ACTION ITEM: Below are records; transcribe only the line with "Target: overcast sky" and those after it, through the last line, without any change.

RECORD SET:
+ + + + + + +

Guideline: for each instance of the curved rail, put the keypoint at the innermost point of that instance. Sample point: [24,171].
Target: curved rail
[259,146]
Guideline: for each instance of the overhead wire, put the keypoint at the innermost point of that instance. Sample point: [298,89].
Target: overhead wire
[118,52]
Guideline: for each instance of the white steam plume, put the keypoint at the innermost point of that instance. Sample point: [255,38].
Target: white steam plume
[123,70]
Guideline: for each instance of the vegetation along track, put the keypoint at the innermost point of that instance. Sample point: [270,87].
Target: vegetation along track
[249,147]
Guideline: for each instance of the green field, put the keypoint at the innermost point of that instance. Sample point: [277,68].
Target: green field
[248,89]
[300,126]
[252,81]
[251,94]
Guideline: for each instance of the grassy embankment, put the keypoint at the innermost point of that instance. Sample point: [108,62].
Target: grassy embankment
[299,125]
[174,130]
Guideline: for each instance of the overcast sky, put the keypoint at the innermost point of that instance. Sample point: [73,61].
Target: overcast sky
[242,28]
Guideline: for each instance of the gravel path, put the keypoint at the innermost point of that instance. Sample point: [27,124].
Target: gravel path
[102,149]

+ + + + + + +

FINISHED TASK:
Target: overcast sky
[242,28]
Guideline: for each instance of the gravel path, put the keypoint at the innermost point of that instance. Sample point: [27,124].
Target: gravel path
[102,149]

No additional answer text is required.